Johannes Rogalla von Bieberstein
Zur Geschichte
der Verschwörungstheorien
In der Zeitschriftendatenbank „Jade“ bin ich kürzlich auf diesen 1997 im „Materialdienst der Europäischen Zentralstelle für Weltanschauungsfragen“ publizierten Artikel gestoßen: „Paranoia als Programm. Verschwörungstheorien haben Hochkonjunktur“.1 Von dieser Konjunktur profitieren auch wir. So habe ich gleich Michael Hagemeister im Mai 1999 auf der vom Deutschen Historischen Institut Warschau veranstalteten Tagung über „Verschwörungstheorien“2 gesprochen und treffe ihn heute hier im schönen Innsbruck wieder, auf einer dem gleichen Thema gewidmeten, allerdings thematisch wesentlich enger gefaßten Tagung.
Ohne daß ich auf diese Konjunktur näher eingehen möchte, sei hier doch angemerkt, daß sie auch manch unseriöse, primär der Unterhaltung, dem Kommerz oder aber auch der Verbreitung dubioser Vorstellungen dienende Publikationen hervorbringt. So heißt es denn ja in dem 1998 erschienenen Buch: Wer steckt dahinter? Die 99 wichtigsten Verschwörungstheorien: „Überall kursieren Verschwörungstheorien und zu jedem Mist“.3
Unseren Forschungen legen wir nicht den weiten, ja uferlosen Verschwörungsbegriff zugrunde, der – so das amerikanische Recht – „eine Verbindung beinhaltet „von zwei oder mehrereren Personen zu dem Zweck, eine illegale oder verbrecherische Tat zu verüben“. Bei den vermeintlichen Verschwörungen, welche hier zu diskutieren sind, handelt es sich also nicht um kriminelle und auch nicht um lokale Verschwörungen. Vielmehr um – wie Daniel Pipes in seinem Buch Verschwörung. Faszination und Macht des Geheimen schreibt – eine „Weltverschwörung“.4 Diese zeichnet sich dadurch aus, daß im Verborgenen agierende Konspiratoren ein umfassendes politisch-ideologisches Konzept mit dunklen Machenschaften und somit unter Täuschung der Bevölkerung durchzusetzen suchen.

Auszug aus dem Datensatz

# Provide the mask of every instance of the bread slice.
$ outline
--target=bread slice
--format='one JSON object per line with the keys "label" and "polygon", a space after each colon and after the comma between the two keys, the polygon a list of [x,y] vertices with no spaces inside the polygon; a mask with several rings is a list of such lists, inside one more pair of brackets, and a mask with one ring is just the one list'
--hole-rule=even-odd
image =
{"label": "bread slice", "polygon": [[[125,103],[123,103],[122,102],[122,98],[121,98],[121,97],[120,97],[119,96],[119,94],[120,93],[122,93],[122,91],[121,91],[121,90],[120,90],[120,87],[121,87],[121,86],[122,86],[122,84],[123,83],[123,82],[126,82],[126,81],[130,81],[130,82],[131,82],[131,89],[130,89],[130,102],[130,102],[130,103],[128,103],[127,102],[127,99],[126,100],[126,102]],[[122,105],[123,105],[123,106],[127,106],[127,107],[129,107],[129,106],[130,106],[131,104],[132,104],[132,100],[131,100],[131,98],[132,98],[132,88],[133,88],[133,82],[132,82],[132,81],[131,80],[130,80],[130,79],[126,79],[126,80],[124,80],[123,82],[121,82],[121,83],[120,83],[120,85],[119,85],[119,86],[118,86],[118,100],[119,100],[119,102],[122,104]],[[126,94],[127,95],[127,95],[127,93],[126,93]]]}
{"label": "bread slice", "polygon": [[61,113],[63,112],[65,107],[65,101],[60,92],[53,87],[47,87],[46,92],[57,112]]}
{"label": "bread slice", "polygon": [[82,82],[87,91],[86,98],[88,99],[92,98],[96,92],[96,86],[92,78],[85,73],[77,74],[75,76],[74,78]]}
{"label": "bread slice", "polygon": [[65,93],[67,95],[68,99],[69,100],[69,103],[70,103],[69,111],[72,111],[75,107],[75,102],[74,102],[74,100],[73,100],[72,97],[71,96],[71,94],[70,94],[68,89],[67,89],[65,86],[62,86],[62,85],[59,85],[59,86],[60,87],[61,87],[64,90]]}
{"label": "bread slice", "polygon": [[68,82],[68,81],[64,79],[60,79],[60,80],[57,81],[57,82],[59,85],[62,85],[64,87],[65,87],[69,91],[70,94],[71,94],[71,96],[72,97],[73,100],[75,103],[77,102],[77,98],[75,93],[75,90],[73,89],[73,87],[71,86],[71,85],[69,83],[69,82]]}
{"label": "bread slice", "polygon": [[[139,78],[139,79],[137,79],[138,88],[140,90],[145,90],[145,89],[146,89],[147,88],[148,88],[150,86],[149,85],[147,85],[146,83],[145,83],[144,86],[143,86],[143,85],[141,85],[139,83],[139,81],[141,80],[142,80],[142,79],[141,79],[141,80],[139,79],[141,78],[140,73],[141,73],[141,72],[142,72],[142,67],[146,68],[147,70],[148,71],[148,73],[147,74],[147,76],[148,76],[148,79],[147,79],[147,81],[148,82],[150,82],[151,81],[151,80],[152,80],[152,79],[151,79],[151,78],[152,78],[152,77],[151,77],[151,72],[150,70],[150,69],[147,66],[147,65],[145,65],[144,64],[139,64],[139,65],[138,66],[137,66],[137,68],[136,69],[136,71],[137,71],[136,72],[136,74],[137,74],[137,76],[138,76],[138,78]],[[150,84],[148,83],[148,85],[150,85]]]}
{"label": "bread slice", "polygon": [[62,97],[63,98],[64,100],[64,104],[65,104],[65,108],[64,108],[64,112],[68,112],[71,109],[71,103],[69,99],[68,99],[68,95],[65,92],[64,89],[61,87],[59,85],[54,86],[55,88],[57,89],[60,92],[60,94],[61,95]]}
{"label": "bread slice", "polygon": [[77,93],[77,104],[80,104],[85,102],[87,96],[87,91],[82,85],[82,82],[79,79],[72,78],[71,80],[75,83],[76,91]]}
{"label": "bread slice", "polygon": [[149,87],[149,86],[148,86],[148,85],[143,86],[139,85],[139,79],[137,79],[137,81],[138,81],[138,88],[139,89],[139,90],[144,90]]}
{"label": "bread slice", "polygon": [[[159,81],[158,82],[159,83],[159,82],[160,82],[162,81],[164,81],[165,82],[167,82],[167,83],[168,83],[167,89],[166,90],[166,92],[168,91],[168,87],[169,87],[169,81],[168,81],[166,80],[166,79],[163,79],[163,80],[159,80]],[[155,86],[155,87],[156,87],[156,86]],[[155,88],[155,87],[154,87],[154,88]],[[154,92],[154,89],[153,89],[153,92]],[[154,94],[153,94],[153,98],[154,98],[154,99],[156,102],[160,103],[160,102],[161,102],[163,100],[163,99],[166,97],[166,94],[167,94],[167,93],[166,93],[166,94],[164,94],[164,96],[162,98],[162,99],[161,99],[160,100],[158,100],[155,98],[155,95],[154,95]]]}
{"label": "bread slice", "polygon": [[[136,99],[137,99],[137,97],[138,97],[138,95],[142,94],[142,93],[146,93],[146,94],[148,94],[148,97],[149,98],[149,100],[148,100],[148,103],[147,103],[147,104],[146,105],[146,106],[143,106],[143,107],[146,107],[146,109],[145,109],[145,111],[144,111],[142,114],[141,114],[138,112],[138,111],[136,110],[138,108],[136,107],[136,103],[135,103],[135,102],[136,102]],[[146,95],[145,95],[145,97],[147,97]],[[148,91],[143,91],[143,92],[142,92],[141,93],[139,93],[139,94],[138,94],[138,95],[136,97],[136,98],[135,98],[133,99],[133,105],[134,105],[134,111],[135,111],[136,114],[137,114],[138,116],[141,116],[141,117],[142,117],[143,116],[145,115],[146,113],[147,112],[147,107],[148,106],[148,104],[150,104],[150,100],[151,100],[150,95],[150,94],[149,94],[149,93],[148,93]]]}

■ Schriftliche Aufgabe:
Prüfen Sie, ob die Aussagen (a) bis (c) mit dem Lesetext zur Geschichte der Verschwörungstheorien übereinstimmen, und beantworten Sie jede mit Ja oder Nein sowie den entscheidenden Worten des Textes als wörtlichem Zitat. (a) Der Verfasser hat Michael Hagemeister im Mai 1999 auf einer vom Deutschen Historischen Institut Warschau veranstalteten Tagung gesprochen. (b) Die Tagung in Innsbruck ist thematisch weiter gefasst als die Tagung von 1999. (c) Bei den zu diskutierenden vermeintlichen Verschwörungen handelt es sich um lokale Verschwörungen. Die Einträge sind eigenständiges Material und gehören nicht zum Lesetext.

■ Lösung:
(a) Ja: »So habe ich gleich Michael Hagemeister im Mai 1999 auf der vom Deutschen Historischen Institut Warschau veranstalteten Tagung über „Verschwörungstheorien“ gesprochen«
(b) Nein: »allerdings thematisch wesentlich enger gefaßten Tagung«
(c) Nein: »handelt es sich also nicht um kriminelle und auch nicht um lokale Verschwörungen«